## PROBLEMS AND TASKS
(1) In the article about the Bronx apartment fire, what disease did Ana Serrano suffer from?
(2) Carry on the article about the Bronx apartment fire, starting after its last sentence.

The son of a 80-year-old woman who died in a fire that tore through her Bronx apartment building hugged her extra tight when leaving her home a week earlier — not knowing it would be his last goodbye.
Ana Serrano was home with her other son when the blaze erupted on the second floor of her building on E. 169th St. near Morris Ave. about 2:45 p.m. April 16.
The octogenarian suffered from Charcot-Marie-Tooth (CMT) disease, a degenerative neurological muscular disorder that left her unable to walk. She used a wheelchair to get around and a couple years ago doctors told her one of her lungs was not fully functioning, making it difficult for her to breathe.
Her 45-year-old son, Isaí Serrano, had last seen her a week before.
“Right before I left I gave her the strongest hug,” he told the Daily News, choking up with tears.
“I don’t know what came over me. I question myself why I did this … Not knowing that was going to be the last time I saw her.
“I spent the morning into the afternoon with her that day,” he added. “She had a doctor’s appointment and it was virtual. I said, ‘Hey I’m off [work]. I’m gonna come to the house and we’ll get on the virtual meeting together.”

After the fire broke out, a neighbor knocked on Ana’s third-floor apartment door, alerting her to the blaze, Isaí said.
“[My brother] was there when the fire broke and he was the one who did the best he could to get her out of the building,” Isaí said.
“It’s tough to endure something of this nature — to think about the way that it happened.”
Medics rushed Serrano to BronxCare Health System in critical condition.
“When we got to the hospital she still had a pulse,” Isaí said. “She was breathing, but not on her own. We were able to sit with her until the last pulse.”
Ana was declared dead close to midnight the day after the fire, her son said. Doctors told the family it was likely smoke inhalation that caused her death but they had not yet gotten an official cause of death from the city Medical Examiner.

Despite her medical issues, the family had high hopes of longevity for Serrano. In recent years they set her up with an oxygen tank at home, which drastically improved her quality of life, the son said.
Fire marshals are still working to determine the cause of the fire.
Isaí described his mother as a “joyful” person who never complained about the chronic pain she endured.

## DATA FOR REVIEW
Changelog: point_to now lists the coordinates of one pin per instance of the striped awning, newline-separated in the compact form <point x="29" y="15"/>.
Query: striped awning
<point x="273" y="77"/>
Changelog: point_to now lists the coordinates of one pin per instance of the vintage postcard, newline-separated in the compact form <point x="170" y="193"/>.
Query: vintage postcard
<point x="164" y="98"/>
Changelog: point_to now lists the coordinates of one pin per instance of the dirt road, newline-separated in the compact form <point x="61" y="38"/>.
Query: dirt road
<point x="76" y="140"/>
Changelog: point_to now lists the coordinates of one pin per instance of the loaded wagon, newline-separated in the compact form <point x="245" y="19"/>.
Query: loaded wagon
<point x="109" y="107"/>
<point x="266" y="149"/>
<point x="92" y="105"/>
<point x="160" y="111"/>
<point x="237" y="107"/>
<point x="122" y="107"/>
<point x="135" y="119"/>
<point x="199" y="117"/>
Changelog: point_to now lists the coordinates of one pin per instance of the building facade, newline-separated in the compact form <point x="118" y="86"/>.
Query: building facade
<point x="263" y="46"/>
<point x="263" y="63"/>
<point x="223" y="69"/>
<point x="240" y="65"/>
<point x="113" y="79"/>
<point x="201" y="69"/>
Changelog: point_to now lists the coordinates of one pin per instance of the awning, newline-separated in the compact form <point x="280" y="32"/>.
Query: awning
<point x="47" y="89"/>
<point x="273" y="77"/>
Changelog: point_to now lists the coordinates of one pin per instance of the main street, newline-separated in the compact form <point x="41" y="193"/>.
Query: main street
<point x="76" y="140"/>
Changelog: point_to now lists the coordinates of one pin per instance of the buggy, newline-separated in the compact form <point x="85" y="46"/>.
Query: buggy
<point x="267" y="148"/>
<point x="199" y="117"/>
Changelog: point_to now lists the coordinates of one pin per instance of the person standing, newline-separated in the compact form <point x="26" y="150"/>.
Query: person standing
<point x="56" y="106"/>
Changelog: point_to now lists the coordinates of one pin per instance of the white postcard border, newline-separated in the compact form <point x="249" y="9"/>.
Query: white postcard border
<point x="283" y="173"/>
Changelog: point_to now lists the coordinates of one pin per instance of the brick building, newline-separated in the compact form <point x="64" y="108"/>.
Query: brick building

## RESPONSES FOR EACH TASK
(1) Charcot-Marie-Tooth (CMT) disease, a degenerative neurological muscular disorder.

(2)
“My brother told me they had just been joking around prior to this fire coming through. They were watching a show. They were joking around and he was making her laugh. That was her every day. Always smiling through it all,” he said. “Always a good thing to say. Always caring for everyone else. That’s the type of woman she was. Selfless.”
Born in Juncos, Puerto Rico, Ana in the 1970s moved to New York, where she met her husband at a church event in Brooklyn, fell in love and married him shortly after.

Serrano was diagnosed with CMT in her 50s and her husband was diagnosed with Parkinson’s disease around the same time.
“With her own ailments, she was a trooper,” Isaí recalled. “She picked [my father] up from the bed, helped him, because it was very immobilizing for him, even though she was going through her own levels of immobility.”
Though she never formally worked, Serrano was a talented seamstress who would sew and mend clothes for people. Isaí remembers as a young kid accompanying her to fabric stores buy patterns and watching her carefully as she taught him to sew and crochet.
“She liked to write poems, her son said. “A birthday card, instead of just writing a message, she would write a poem. She loved doing that.”
Widowed in 2005, she eventually she could no longer get herself to church.
“To navigate her out of the building became very difficult to do,” her son said. “She would join the (church) Zoom meetings. Local church people would come over to her house and just be with her and hold prayer services with her. They were committed to still making her feel a part of it.”

Serrano’s family celebrated her 80th birthday on Thanksgiving last year.
“We wanted to make a big event for her,” Isaí explained.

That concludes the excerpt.